(Natural language region descriptions)
• • •

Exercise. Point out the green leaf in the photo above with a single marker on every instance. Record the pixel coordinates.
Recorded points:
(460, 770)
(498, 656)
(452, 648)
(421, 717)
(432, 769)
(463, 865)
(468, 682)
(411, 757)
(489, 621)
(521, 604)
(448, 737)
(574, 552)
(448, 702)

• • •

§ **Directions for this task**: Return the entries above exactly, each one complete.

§ **Your solution**:
Exercise. Point out the green leaf in the photo above with a single marker on every instance. Record the pixel coordinates.
Recorded points:
(460, 770)
(498, 656)
(452, 648)
(421, 717)
(432, 769)
(463, 865)
(468, 682)
(411, 757)
(489, 621)
(521, 604)
(448, 737)
(574, 552)
(448, 702)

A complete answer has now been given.